◆ Texto para leitura ◆
Chesf leva eólicas sem entregar linhas. Empresa não concluiu sistema de transmissão de dezenas de parques, mas emplacou 25 novos projetos de usinas movidas a vento
O leilão de energia eólica realizado na sexta-feira chamou a atenção por três motivos. Primeiro, pela agilidade no bater do martelo. Durou 40 minutos, quando normalmente as disputas duram por horas. Segundo, pela parca presença dos investidores privados. A terceira surpresa foi a agressividade da Chesf. Em parceria com outras empresas e fundos de investimento, emplacou 25 dos 66 projetos vencedores - 38% do total.
Não haveria estranhamento não fosse a mesma Chesf uma referência negativa na energia movida a vento. A empresa venceu muitos leilões de linhas de transmissão para parque eólicos no Nordeste, mas até hoje não concluiu os projetos.

◆ Registros ◆
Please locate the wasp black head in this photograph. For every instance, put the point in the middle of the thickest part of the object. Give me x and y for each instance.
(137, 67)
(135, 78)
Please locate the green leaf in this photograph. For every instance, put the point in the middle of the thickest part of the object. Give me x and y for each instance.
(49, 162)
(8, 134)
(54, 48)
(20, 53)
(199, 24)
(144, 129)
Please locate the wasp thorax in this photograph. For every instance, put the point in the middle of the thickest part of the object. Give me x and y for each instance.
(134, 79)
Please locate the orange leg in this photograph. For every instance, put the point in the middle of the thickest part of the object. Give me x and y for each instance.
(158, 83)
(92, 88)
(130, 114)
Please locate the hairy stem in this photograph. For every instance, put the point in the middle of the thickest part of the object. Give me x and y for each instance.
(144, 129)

---

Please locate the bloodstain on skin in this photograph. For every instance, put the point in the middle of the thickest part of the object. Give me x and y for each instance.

◆ Exercício escrito ◆
Como ficaria em forma de lista o parágrafo do texto sobre a Chesf que começa com "O leilão de energia eólica realizado na sexta-feira", mantendo seus fatos principais? As linhas são um material à parte, sem relação com o texto.

◆ Resposta completa ◆
O leilão de energia eólica de sexta-feira chamou a atenção por três motivos:
- Rapidez: durou 40 minutos, quando as disputas costumam durar horas.
- Pouca presença de investidores privados.
- Agressividade da Chesf: em parceria com outras empresas e fundos de investimento, venceu 25 dos 66 projetos (38% do total).